-------- Dataset content --------

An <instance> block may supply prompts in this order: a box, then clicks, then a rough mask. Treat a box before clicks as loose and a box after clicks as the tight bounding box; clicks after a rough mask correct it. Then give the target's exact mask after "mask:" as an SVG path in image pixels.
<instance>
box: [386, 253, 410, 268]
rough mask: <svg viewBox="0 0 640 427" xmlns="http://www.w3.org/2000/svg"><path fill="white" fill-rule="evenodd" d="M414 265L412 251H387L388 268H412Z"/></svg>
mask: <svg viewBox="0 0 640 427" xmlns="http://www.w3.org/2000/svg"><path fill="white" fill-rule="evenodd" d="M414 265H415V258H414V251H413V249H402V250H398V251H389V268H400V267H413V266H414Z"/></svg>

--------

Recast every line of the entries above as a Markdown table with the columns Row and Line, leaving out blank lines.

[Output below]
| Row | Line |
|---|---|
| 1 | An <instance> block may supply prompts in this order: a box, then clicks, then a rough mask. Treat a box before clicks as loose and a box after clicks as the tight bounding box; clicks after a rough mask correct it. Then give the target's exact mask after "mask:" as an SVG path in image pixels. |
| 2 | <instance> |
| 3 | box: [386, 253, 410, 268] |
| 4 | rough mask: <svg viewBox="0 0 640 427" xmlns="http://www.w3.org/2000/svg"><path fill="white" fill-rule="evenodd" d="M414 265L412 251H387L388 268H412Z"/></svg> |
| 5 | mask: <svg viewBox="0 0 640 427" xmlns="http://www.w3.org/2000/svg"><path fill="white" fill-rule="evenodd" d="M414 265H415V258H414V251H413V249H402V250H398V251H389V268H400V267H413V266H414Z"/></svg> |